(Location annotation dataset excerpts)
┄┄┄┄┄┄┄┄┄┄
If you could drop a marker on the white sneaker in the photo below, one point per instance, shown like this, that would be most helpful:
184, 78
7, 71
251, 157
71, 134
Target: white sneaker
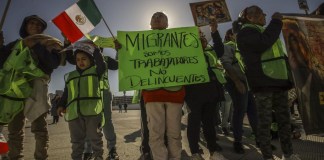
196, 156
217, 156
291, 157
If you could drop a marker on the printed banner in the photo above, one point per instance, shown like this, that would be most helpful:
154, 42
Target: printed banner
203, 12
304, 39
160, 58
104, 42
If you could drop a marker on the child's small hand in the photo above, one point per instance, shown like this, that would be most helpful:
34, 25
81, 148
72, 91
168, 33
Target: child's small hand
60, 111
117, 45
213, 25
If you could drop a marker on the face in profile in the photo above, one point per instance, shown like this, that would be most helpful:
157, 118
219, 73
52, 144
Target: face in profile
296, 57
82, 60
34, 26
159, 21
┄┄┄┄┄┄┄┄┄┄
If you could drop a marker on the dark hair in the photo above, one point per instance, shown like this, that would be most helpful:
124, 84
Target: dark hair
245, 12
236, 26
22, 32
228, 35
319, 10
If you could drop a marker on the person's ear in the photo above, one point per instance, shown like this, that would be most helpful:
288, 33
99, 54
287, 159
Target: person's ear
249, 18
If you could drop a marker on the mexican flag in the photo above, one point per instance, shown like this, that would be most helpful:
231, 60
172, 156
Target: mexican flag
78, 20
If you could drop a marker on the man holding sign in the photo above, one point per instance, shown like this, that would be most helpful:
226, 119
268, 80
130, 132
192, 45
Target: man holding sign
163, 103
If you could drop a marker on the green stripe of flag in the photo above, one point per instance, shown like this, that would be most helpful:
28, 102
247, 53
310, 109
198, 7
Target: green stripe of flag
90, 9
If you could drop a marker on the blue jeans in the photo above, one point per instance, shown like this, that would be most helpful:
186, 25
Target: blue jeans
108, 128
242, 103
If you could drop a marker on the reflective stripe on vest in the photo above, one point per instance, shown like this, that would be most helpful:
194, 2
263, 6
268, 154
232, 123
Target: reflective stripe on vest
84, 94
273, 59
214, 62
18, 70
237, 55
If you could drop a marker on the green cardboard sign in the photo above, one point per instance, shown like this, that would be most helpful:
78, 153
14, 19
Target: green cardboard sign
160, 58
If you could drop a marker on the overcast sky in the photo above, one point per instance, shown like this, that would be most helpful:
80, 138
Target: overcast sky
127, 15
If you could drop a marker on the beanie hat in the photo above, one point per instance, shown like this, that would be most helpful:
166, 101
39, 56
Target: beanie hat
┄┄┄┄┄┄┄┄┄┄
**PROMPT**
Copy out the lines of the records above word for word, starting at the line that contains "If you could drop a marker on the overcast" and ending at the line that contains "Target: beanie hat", with both of those lines included.

**REPLY**
If you could drop a marker on the overcast sky in the photo above, one point per instance, shown like this, that would be most helpful:
80, 138
Target: overcast sky
127, 15
If you could drop a marker on the beanie hat in the photo above, one point per instance, shown like this, that would be most helpful:
166, 101
39, 56
Target: beanie hat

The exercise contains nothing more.